Document excerpt
──────────

Poachers Assassinate Rhino Poaching Investigator in South Africa

Photo credit: Phil Phillips

Noted rhino poaching investigator Lt. Col. Leroy Brewer paid the ultimate price for exposing poaching syndicates and corrupt law enforcement officials in Africa on Tuesday when gunmen ambushed, shot and killed him in South Africa. According to NB News and the BBC, South African police chief Gen. Khehla Sitole has ordered a team of investigators “not to rest until Col. Brewer's killers are brought to book.”

Calling the murder senseless and a huge loss, in an official statement Gen. Sitole said Lt. Col. Brewer “always excelled in cracking complex cases, particularly related to rhino poaching.” South Africa has experienced a marked decrease in rhino poaching incidents in recent years due to increased investigations and efforts to guard the animals. As a testament to Col. Brewer’s efforts, in 2019, 594 rhinos were poached compared to 769 in 2018 and 1,028 in 2017. 

Making it his life’s mission to shut down poaching, Col. Brewer investigated multiple poaching syndicates in Kruger National Park (KNP) in northeast South Africa. He also focused on stopping syndicates focused on ambushing armored vehicles transporting money from banks.

Rhino poachers killed the top rhino poaching investigator in South Africa, Lt. Col. Leroy Brewer. (Image by Phil Phillips.)
The author and her husband were bow hunting near a watering hole in South Africa when they saw these rhinos. The assassination of Lt. Col. Leroy Brewer illustrates how deadly serious rhino poaching syndicates are and how all hunters must do what we can to support Brewer's family and bring the murderers to justice. (Image by Phil Phillps.)

──────────

Stated task A
Using the article on the killing of the rhino poaching investigator, decide whether each statement agrees with it, answering yes or no and quoting the words that decide it: (i) Fewer rhinos were poached in 2019 than in 2018. (ii) Rhino poaching incidents in South Africa have risen in recent years. (iii) Brewer investigated poaching syndicates in Kruger National Park.
Stated task B
Write the next part of the article on the killing of the rhino poaching investigator, picking up after its last sentence.

[Dataset entries]
──────────

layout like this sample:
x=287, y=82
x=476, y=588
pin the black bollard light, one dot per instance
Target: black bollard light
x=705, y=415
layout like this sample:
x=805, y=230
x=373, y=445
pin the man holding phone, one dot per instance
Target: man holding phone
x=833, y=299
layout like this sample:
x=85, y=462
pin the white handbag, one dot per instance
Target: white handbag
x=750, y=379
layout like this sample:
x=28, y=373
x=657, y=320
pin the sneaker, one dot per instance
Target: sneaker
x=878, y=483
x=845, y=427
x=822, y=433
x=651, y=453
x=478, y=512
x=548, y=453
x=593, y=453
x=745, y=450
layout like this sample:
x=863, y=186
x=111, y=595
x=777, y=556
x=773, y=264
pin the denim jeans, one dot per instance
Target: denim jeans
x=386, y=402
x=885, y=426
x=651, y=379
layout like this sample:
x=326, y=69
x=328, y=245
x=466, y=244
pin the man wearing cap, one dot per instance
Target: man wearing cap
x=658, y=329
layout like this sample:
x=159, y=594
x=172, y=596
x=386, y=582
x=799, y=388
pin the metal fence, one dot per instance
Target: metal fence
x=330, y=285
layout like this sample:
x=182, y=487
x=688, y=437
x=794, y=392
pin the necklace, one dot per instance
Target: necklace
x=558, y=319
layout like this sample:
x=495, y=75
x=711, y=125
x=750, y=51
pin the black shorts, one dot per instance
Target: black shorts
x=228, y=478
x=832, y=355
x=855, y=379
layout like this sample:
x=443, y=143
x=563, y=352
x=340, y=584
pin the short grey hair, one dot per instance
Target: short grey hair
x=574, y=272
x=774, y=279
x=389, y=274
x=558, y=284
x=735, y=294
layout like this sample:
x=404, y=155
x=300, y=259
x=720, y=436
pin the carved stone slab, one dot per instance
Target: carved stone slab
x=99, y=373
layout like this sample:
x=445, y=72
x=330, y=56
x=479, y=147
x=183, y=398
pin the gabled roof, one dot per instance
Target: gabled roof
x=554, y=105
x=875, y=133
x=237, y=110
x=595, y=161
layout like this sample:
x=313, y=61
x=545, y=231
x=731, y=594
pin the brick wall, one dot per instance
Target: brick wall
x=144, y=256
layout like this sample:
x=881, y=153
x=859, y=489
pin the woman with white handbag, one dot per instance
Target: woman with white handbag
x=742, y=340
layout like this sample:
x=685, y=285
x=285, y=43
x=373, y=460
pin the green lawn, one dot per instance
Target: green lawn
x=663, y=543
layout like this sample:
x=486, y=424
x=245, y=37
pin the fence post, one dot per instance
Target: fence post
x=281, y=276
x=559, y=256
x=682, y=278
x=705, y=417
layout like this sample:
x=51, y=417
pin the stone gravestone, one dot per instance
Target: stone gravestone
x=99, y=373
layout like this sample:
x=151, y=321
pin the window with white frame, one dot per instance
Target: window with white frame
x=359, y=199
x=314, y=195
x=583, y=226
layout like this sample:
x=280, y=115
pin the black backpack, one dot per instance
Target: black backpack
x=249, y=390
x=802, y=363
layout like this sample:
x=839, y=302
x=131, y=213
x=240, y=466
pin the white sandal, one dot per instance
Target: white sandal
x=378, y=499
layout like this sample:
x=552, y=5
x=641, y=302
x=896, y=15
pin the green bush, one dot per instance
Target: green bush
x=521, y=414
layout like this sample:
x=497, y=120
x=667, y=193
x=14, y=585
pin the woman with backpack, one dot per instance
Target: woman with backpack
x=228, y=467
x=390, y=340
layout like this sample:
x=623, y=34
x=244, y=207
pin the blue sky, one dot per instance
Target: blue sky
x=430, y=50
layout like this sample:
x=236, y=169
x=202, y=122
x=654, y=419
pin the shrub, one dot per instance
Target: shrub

──────────

Exercise response A
(i) Yes: "in 2019, 594 rhinos were poached compared to 769 in 2018"
(ii) No: "South Africa has experienced a marked decrease in rhino poaching incidents in recent years"
(iii) Yes: "Col. Brewer investigated multiple poaching syndicates in Kruger National Park (KNP) in northeast South Africa."

Exercise response B
News reports document how Col. Brewer played a key role in the 2018 arrest of two suspected rhino poaching kingpins—including a former policeman—and was later assaulted by protesters who demanded their release on bail. He fearlessly investigated other policemen suspected of being linked to poaching syndicates.

As far back as 2016, Col. Brewer was recognized for his demonstrated track record of success in bringing poachers to justice when he was named the best detective in the Hawks, an elite police unit that investigates organized crime. According to the BBC, that same year a local newspaper reported that “he arrested two policemen but could not take their fingerprints and charge them because other officers refused to cooperate.” Instead, the corrupt officers locked up Col. Brewer and a co-investigator—in the same cell as the arrested officers. In the courtroom, Col. Brewer said, “I banged on the walls for ages until someone came to help us.”

Lt. Col. Brewer’s colleagues described him as someone who loved nature and was a skilled, expert investigator devoted to his job.

Black rhinos lost a friend today with the assassination of Lt. Col. Leroy Brewer in South Africa. (Image by Karl Stromayer, USFWS.)
The assassination of Lt. Col. Leroy Brewer knocks a blow to the anti-poaching efforts in South Africa for rhinos. (Image by Karl Stromayer, U.S. Fish and Wildlife Service.)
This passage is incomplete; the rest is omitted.